***** Passage for review *****
MEDACT has asked for the ‘Vulnerability Support Hubs’ a mental health project run by counterterrorism police to be scrapped as it raises ethical concerns.

According to the report by Medact, thousands of people – including teenagers and children as young as six – have been assessed at Vulnerability Support Hubs, which are part of the government’s anti-extremism Prevent programme.

Medact has made a series of Freedom of Information requests into what it calls the “secretive” practice, saying that patients referred to the programme are being monitored by health professionals and coerced.

Its report shows how the hubs blur the boundaries between security and care.

The report has revealed that Muslims are 23 times more likely to be referred to the hubs for “Islamism” than white British people for “far right” extremism.

Some mental health assessments are being conducted in the presence of police, which a report by Medact alleges is “potentially coercive” and is blurring the lines between mental healthcare and counterterrorism.

Information is also being used to pursue convictions and there is evidence of police applying pressure on health professionals, leading to some patients being detained under the Mental Health Act, the report claims.

In some cases, health professionals are being encouraged to monitor patients to ensure they are taking their medications based on concerns such as “acting in an odd manner” or being a “convert to Islam”.

Dr Hil Aked, one of the co-authors of the report and the research manager at Medact, said: “This project claims to be about care, but it’s actually about helping police circumvent confidentiality, while co-opting health workers into activities beyond their remit, including surveillance and criminalisation.”
***** Information given *****
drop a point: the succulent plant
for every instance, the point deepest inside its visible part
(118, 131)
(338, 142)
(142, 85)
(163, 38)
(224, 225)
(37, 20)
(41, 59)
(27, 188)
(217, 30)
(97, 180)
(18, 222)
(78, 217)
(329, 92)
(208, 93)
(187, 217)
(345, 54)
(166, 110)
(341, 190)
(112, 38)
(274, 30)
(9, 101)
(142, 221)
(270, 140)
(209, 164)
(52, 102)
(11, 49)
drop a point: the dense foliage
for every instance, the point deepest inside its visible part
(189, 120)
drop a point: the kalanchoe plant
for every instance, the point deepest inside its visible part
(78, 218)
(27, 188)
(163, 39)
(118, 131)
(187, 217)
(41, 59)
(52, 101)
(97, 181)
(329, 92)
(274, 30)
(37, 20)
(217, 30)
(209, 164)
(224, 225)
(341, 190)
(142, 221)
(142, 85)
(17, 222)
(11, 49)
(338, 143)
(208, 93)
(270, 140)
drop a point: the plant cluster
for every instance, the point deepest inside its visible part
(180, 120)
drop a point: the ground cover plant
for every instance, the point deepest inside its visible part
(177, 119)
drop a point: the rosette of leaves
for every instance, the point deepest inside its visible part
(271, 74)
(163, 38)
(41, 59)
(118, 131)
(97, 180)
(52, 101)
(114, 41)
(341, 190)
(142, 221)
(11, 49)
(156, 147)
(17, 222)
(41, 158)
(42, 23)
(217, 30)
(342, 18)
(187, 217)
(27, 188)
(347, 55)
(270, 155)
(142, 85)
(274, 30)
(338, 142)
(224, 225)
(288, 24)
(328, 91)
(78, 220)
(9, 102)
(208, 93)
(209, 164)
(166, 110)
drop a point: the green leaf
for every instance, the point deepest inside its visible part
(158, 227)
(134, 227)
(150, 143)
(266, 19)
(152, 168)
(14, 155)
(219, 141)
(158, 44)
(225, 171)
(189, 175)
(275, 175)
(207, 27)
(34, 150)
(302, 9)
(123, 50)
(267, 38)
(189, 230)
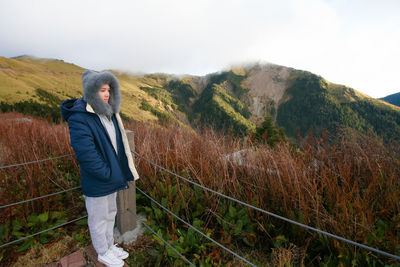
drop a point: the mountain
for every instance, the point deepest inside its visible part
(236, 100)
(393, 99)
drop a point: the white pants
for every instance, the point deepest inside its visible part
(101, 220)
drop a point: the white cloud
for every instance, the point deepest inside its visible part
(351, 43)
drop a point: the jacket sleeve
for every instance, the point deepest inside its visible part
(89, 158)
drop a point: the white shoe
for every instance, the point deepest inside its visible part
(110, 260)
(119, 252)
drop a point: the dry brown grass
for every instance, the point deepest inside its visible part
(345, 188)
(350, 188)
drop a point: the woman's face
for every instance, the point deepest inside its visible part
(104, 92)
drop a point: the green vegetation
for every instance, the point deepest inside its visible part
(163, 116)
(217, 108)
(393, 99)
(312, 108)
(233, 79)
(268, 134)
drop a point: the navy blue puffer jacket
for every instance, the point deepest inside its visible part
(102, 171)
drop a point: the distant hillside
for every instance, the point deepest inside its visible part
(393, 99)
(236, 100)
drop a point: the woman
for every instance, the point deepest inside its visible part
(102, 150)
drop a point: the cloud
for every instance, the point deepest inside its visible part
(335, 39)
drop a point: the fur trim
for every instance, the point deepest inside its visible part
(92, 82)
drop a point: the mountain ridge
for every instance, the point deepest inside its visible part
(237, 99)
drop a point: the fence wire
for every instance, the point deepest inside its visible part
(35, 161)
(36, 198)
(194, 228)
(273, 214)
(41, 232)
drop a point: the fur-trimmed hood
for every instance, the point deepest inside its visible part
(92, 82)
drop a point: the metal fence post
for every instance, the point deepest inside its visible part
(126, 200)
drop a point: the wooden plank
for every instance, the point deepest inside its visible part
(126, 200)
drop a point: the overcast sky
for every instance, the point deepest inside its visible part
(351, 42)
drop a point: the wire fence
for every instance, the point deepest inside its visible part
(35, 161)
(180, 219)
(273, 214)
(36, 198)
(195, 229)
(41, 232)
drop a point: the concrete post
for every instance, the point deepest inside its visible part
(126, 200)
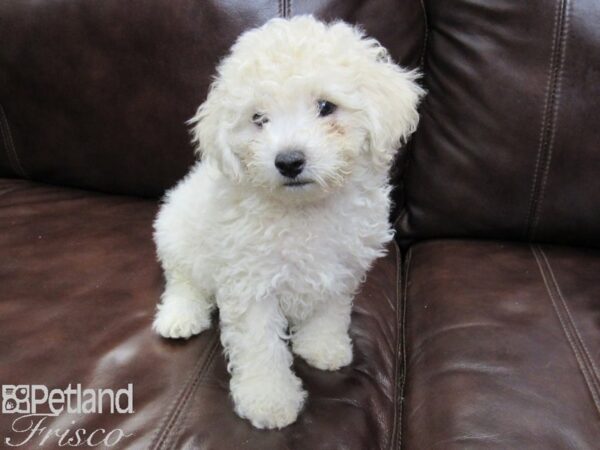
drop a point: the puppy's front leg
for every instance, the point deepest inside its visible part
(322, 339)
(263, 386)
(184, 310)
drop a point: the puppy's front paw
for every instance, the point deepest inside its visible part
(326, 351)
(272, 401)
(176, 319)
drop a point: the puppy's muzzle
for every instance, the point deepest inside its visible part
*****
> **Directions**
1 – In the article on Vulnerability Support Hubs, what reason does Dr Hil Aked give for saying the project is not really about care?
2 – Reproduce word for word the portion of the article on Vulnerability Support Hubs starting with "Some mental health" and going on through "the report claims.".
The lines come from a separate source.

> **Solution list**
1 – Dr Hil Aked says the project actually helps police get around confidentiality. It also draws health workers into activities beyond their remit, including surveillance and criminalisation.

2 –
Some mental health assessments are being conducted in the presence of police, which a report by Medact alleges is “potentially coercive” and is blurring the lines between mental healthcare and counterterrorism.

Information is also being used to pursue convictions and there is evidence of police applying pressure on health professionals, leading to some patients being detained under the Mental Health Act, the report claims.